* EXERCISE *
Find the line containing "mark the adult arm | one pin per instance.". Return it and every line after it, unchanged, up to and including the last line.
+++
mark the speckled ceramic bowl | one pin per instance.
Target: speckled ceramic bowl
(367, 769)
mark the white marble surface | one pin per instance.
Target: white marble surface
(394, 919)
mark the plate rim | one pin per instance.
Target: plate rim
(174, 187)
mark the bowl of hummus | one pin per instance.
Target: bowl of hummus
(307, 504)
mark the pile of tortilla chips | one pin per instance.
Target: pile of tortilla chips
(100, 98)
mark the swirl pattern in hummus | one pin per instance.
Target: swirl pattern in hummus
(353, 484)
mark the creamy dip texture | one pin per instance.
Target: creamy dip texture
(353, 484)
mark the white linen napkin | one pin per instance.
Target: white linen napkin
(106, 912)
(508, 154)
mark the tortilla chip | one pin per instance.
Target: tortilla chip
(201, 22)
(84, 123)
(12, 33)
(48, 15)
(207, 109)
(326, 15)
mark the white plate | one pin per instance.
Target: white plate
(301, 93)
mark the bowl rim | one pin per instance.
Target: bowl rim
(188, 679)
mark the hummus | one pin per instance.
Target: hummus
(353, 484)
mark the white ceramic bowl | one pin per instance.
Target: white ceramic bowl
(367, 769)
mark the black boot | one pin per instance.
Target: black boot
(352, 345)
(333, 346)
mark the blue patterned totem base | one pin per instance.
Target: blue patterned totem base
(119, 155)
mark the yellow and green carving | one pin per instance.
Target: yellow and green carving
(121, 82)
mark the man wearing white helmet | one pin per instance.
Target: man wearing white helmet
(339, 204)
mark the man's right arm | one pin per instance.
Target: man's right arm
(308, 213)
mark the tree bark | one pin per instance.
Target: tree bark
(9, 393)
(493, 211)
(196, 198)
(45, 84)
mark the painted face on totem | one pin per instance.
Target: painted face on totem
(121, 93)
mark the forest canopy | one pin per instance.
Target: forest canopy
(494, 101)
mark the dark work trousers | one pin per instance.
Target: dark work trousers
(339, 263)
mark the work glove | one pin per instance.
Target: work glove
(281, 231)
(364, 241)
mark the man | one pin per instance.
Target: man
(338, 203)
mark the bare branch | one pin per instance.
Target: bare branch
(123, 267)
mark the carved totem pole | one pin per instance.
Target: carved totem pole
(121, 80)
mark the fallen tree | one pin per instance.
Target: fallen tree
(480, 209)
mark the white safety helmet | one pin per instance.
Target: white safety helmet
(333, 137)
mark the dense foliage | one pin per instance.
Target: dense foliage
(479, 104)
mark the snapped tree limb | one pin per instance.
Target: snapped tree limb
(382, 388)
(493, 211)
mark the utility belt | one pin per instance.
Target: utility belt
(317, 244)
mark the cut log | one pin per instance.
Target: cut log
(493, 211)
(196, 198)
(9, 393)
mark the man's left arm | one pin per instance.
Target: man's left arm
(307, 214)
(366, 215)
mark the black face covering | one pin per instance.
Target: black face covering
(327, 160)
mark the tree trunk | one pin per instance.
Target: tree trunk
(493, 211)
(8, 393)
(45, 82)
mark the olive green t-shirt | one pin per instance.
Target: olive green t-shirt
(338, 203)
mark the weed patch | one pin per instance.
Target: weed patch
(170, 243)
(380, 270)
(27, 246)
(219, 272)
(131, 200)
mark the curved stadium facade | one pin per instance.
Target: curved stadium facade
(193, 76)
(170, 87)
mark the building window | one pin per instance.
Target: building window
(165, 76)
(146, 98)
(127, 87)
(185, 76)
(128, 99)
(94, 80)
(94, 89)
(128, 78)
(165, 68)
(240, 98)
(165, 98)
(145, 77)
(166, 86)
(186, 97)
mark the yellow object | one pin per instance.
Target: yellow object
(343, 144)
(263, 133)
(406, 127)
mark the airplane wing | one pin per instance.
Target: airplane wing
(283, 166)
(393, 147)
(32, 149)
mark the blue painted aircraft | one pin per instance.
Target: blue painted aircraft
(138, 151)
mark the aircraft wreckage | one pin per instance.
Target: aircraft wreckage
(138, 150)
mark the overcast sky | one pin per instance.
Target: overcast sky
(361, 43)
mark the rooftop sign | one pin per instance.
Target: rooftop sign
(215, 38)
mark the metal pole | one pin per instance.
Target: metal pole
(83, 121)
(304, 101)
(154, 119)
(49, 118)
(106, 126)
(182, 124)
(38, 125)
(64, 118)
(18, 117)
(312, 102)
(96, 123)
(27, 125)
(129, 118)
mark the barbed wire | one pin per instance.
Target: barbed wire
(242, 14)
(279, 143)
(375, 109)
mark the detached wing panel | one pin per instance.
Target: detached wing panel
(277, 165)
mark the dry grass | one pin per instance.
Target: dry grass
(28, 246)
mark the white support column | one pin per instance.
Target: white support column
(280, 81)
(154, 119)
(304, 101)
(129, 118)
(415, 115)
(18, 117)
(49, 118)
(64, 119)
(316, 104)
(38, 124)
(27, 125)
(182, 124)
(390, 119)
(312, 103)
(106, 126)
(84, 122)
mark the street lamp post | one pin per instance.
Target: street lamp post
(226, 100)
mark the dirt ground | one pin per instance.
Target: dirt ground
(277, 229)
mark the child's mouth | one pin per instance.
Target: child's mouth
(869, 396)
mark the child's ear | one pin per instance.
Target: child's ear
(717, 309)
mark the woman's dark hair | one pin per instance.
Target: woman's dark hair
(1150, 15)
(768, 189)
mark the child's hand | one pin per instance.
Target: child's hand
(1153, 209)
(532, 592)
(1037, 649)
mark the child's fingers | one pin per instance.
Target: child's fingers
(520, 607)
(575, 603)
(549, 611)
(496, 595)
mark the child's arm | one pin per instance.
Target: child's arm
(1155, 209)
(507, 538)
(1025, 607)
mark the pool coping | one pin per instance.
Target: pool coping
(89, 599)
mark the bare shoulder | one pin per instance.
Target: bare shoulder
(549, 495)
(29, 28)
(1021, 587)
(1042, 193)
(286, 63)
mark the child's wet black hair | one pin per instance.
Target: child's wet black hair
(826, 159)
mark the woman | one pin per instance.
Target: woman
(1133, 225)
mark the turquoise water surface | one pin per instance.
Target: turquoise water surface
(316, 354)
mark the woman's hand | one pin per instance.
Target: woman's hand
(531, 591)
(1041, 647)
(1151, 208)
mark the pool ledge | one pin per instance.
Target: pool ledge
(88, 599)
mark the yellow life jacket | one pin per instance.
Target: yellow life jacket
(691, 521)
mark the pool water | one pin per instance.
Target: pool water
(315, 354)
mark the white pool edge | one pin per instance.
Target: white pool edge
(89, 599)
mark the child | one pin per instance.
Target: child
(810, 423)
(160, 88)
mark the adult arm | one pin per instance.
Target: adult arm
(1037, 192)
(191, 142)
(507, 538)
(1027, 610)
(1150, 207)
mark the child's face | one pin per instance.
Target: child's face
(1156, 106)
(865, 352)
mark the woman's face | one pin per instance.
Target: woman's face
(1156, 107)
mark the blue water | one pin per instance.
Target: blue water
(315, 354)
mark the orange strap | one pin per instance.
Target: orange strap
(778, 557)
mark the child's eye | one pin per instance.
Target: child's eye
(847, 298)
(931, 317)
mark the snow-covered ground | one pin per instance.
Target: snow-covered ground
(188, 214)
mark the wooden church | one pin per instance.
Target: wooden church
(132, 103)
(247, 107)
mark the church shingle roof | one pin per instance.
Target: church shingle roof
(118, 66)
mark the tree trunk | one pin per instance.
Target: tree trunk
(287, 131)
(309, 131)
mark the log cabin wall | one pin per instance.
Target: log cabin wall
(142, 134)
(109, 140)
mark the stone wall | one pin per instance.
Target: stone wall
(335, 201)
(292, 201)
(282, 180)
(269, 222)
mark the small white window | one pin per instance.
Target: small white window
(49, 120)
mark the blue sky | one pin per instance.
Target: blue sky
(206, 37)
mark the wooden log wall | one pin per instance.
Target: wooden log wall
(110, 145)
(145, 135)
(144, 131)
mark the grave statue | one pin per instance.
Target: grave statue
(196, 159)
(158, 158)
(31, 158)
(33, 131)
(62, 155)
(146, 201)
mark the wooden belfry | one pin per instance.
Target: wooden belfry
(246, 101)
+++
* EXPECTED ANSWER *
mark the adult arm | one pin per instance.
Target: adult arm
(1037, 192)
(191, 142)
(507, 538)
(1027, 610)
(1150, 207)
mark the child's face | one pin per instance.
Target: child's face
(1156, 106)
(865, 352)
mark the woman's face | one pin per instance.
Target: woman's face
(1156, 107)
mark the blue water | one pin per instance.
Target: blue water
(315, 354)
mark the orange strap | one pin per instance.
Target: orange strap
(778, 557)
mark the child's eye | one pin per instance.
Target: child's eye
(847, 298)
(931, 317)
mark the snow-covered ground | one pin per instance.
Target: snow-covered ground
(188, 214)
mark the wooden church | one pin per instance.
Target: wooden church
(132, 103)
(247, 107)
mark the church shingle roof | one pin per instance.
Target: church shingle roof
(118, 66)
mark the tree trunk | one pin per instance.
Target: tree trunk
(287, 131)
(309, 131)
mark the log cabin wall | one pin per instance.
Target: log cabin wall
(142, 134)
(109, 140)
mark the stone wall | one pin per instance.
Target: stone wall
(335, 201)
(292, 201)
(282, 180)
(269, 222)
mark the small white window | one pin per instance.
Target: small white window
(49, 120)
mark the blue sky | one pin per instance.
Target: blue sky
(206, 37)
mark the wooden log wall | one pin per instance.
Target: wooden log wall
(110, 145)
(145, 135)
(144, 131)
mark the grave statue | one pin per instance.
Target: grave statue
(196, 159)
(158, 158)
(31, 158)
(33, 131)
(62, 155)
(146, 201)
mark the wooden belfry | one pin per instance.
Target: wooden belfry
(246, 101)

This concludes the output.